[Start of Extract to read]

I concluded with bootstrapping uncertainty estimates for \(\beta_0\), \(\beta_1\), and \(\beta_2\) for each model. I chose to show just those three since they’re the shared variables between the two models, and included both models since the difference between them is not severe enough to consider one unusable.
set.seed(1)
# so much faster to bootstrap this way
m1_boot=do(1000)*coef(lm(lpsa~lweight+age+as.factor(gleason),data=resample(train)))
m2_boot=do(1000)*coef(lm(lpsa~lweight+age+lcavol,data=resample(train)))
hist(m1_boot$Intercept,xlab=TeX("$\\beta_0$"),main="Model 1 Bootstrap")
abline(v=mean(m1_boot$Intercept),lwd=4,lty=2,col="gold")
hist(m2_boot$Intercept,xlab=TeX("$\\beta_0$"),main="Model 2 Bootstrap")
abline(v=mean(m2_boot$Intercept),lwd=4,lty=2,col="gold")

[End of Extract to read]

Set tasks:
**A.** In the bootstrapping excerpt, why does the writer show uncertainty estimates for only three coefficients?
**B.** List every distinct predictor variable that appears in the two model formulas in the bootstrapping excerpt.
**C.** Carry the bootstrapping excerpt forward from its last line.
The rows after this point come from a separate source.

[Start of Stored records]

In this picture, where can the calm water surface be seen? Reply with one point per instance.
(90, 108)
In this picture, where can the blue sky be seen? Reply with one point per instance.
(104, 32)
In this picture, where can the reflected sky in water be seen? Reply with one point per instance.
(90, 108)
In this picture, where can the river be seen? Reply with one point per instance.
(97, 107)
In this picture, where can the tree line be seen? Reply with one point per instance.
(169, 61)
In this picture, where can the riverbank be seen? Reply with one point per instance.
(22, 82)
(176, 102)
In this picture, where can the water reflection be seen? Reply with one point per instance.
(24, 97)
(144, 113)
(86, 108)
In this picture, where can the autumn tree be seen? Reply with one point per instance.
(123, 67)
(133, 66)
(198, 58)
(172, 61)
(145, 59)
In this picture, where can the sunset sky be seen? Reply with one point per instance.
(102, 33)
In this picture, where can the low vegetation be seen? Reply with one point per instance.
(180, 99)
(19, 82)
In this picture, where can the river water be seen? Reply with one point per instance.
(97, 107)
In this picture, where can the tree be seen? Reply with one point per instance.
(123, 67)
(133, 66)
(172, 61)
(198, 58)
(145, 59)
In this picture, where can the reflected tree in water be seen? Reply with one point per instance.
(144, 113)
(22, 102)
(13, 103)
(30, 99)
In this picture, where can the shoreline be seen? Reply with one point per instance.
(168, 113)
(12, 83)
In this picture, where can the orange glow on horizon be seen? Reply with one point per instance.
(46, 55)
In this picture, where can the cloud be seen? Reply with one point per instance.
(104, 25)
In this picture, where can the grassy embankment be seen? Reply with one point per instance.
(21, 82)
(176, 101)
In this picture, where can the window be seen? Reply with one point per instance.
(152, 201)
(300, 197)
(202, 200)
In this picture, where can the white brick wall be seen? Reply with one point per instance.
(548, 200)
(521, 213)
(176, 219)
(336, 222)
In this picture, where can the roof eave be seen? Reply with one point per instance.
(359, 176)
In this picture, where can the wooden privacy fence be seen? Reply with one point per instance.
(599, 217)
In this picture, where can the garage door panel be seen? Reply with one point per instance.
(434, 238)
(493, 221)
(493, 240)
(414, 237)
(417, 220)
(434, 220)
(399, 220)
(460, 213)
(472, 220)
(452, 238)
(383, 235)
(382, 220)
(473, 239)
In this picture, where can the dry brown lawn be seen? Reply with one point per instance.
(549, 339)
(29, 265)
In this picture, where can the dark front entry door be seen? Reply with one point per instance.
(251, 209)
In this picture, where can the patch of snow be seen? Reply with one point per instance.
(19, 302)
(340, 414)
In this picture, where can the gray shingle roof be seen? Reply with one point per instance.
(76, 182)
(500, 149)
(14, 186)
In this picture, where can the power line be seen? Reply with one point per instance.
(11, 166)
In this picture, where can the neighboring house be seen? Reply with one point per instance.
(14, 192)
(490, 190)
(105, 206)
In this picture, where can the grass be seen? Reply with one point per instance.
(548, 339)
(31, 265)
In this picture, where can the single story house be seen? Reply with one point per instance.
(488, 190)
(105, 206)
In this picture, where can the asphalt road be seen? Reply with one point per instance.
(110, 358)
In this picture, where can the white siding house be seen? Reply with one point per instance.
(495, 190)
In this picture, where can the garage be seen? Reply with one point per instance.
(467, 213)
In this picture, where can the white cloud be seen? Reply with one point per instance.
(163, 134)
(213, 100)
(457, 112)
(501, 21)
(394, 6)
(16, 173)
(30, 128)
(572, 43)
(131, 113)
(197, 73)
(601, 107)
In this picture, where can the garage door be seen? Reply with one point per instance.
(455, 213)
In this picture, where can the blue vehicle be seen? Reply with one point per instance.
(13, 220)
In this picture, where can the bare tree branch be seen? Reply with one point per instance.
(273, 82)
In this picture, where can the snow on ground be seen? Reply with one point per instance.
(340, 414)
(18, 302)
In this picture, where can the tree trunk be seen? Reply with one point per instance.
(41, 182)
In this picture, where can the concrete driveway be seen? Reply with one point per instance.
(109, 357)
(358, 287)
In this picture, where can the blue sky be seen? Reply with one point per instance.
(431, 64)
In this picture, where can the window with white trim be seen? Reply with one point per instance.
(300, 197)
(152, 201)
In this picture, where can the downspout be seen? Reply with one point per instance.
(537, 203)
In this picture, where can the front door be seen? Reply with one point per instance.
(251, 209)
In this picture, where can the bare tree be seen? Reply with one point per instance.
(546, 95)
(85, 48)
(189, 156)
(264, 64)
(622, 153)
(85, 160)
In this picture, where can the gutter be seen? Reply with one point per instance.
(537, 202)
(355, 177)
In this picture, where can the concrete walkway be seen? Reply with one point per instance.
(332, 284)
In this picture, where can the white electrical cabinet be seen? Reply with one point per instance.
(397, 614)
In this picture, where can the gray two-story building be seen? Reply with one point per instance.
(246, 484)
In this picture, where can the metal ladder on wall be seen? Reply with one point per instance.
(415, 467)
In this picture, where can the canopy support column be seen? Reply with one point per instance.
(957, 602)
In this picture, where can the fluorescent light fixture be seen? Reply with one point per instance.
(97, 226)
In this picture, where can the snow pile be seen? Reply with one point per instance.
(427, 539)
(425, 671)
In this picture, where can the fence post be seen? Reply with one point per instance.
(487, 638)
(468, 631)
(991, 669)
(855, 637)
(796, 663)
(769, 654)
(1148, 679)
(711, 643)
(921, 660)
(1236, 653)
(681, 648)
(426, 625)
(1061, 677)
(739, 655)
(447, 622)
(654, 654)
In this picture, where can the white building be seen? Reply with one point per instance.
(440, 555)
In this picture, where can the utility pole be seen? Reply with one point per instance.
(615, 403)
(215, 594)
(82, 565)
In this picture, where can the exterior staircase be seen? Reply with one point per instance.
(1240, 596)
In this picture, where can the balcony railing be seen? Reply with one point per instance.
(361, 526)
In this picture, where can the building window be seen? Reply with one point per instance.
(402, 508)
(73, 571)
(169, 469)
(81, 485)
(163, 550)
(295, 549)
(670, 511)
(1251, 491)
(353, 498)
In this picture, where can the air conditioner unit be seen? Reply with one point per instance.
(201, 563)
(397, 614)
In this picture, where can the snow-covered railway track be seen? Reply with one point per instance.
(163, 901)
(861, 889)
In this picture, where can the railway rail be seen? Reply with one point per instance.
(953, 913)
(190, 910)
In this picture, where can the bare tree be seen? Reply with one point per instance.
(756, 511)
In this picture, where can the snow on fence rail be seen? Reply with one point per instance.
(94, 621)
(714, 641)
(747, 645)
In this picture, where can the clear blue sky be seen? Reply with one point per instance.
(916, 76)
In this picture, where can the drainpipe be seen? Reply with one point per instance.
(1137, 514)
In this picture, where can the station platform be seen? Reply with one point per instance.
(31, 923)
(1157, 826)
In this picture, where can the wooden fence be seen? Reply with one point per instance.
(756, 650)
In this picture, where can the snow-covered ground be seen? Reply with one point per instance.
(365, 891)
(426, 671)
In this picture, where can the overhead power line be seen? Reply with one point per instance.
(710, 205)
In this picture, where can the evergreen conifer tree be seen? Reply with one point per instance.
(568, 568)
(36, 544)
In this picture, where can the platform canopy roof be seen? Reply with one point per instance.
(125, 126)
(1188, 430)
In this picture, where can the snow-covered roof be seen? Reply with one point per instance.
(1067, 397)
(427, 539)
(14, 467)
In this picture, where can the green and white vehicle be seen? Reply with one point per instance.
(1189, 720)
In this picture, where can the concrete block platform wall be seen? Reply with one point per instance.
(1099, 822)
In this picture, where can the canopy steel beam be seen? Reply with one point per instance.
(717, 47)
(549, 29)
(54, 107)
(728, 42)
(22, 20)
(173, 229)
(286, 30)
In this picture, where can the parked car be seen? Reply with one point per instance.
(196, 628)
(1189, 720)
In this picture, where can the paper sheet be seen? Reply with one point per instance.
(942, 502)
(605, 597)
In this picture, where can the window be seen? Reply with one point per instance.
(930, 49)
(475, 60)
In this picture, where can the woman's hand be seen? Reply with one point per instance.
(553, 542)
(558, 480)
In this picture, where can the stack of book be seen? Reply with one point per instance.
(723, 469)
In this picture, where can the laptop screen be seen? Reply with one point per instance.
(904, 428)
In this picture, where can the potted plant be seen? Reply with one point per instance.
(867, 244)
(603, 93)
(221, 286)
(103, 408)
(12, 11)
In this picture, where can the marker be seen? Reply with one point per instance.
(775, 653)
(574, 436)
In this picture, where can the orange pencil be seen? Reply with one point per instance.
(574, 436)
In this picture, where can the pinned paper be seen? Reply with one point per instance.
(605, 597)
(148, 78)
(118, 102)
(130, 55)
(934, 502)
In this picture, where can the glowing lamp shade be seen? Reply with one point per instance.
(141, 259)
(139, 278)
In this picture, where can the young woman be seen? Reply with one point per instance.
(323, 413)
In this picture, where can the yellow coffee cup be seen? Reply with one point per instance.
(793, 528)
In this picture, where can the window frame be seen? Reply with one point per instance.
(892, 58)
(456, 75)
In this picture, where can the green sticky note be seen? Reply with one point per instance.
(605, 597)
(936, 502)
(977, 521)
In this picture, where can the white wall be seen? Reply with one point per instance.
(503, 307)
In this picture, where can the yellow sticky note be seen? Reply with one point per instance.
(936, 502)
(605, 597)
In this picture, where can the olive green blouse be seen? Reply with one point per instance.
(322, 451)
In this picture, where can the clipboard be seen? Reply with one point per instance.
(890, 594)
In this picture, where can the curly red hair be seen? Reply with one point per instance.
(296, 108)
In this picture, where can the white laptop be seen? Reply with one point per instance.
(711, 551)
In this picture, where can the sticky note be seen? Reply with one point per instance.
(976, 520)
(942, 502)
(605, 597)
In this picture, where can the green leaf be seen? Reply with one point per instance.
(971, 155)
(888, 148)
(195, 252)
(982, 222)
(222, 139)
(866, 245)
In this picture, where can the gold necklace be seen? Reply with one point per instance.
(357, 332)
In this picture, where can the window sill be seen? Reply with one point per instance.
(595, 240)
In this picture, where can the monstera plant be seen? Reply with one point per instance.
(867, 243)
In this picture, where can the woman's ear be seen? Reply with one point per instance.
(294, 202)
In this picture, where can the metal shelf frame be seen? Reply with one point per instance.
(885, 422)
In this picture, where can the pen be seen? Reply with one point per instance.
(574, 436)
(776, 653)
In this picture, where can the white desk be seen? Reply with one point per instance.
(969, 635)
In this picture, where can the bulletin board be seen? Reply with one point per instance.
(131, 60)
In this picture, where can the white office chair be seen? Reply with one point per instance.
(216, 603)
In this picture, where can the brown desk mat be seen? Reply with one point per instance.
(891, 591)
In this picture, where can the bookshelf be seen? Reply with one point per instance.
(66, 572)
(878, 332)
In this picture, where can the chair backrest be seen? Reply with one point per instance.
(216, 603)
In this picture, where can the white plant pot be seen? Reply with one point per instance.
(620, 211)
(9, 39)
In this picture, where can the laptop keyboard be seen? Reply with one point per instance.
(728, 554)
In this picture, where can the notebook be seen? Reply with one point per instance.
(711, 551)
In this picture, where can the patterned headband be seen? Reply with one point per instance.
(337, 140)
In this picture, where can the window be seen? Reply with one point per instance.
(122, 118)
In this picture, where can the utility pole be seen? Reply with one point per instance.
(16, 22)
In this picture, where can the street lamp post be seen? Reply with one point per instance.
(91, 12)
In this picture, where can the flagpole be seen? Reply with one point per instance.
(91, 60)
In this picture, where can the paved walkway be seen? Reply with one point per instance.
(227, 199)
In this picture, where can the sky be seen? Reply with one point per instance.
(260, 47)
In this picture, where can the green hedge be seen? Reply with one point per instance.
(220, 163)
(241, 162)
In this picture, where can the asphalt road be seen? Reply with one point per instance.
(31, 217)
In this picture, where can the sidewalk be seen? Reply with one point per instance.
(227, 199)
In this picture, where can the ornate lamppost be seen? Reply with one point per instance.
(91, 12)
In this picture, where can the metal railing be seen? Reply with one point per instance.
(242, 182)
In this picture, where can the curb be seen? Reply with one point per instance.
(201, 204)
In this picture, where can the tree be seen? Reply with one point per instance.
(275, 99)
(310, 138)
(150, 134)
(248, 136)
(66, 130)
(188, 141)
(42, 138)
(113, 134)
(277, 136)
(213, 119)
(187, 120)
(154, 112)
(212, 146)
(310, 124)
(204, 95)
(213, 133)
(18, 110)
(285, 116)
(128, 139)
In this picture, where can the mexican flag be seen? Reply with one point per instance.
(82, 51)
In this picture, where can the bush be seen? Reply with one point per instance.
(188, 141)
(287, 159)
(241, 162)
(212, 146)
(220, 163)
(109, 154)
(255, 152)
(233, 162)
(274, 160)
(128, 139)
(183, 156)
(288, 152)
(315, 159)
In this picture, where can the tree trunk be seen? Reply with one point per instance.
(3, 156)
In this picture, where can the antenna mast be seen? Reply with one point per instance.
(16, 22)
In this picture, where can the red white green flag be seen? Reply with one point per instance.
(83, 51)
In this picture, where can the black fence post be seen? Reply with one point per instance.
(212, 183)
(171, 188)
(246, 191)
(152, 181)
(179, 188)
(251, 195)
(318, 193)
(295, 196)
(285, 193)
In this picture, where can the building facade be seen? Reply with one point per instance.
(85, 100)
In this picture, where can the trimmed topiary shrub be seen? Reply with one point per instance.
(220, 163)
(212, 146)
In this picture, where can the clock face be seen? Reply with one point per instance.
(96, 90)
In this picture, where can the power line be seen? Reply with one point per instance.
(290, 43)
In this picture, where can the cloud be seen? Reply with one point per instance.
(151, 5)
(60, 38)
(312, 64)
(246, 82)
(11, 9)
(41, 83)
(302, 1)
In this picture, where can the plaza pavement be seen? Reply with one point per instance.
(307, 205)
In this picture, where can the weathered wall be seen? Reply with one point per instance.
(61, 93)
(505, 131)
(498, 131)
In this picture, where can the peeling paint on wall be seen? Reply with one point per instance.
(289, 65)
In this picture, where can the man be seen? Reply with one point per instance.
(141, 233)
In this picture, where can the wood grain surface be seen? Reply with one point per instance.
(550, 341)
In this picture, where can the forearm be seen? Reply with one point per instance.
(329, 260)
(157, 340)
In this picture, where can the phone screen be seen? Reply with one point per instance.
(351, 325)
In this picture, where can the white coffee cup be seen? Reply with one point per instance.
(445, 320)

[End of Stored records]

Task answers:
**A.** They are the variables the two models share.

**B.** lweight, age, gleason (entered as a factor), lcavol

**C.**
hist(m1_boot$lweight,xlab=TeX("$\\beta_1$"),main="Model 1 Bootstrap")
abline(v=mean(m1_boot$lweight),lwd=4,lty=2,col="gold")
hist(m2_boot$lweight,xlab=TeX("$\\beta_1$"),main="Model 2 Bootstrap")
abline(v=mean(m2_boot$lweight),lwd=4,lty=2,col="gold")
hist(m1_boot$age,xlab=TeX("$\\beta_2$"),main="Model 1 Bootstrap")
abline(v=mean(m1_boot$age),lwd=4,lty=2,col="gold")
hist(m2_boot$age,xlab=TeX("$\\beta_2$"),main="Model 2 Bootstrap")
abline(v=mean(m1_boot$age),lwd=4,lty=2,col="gold")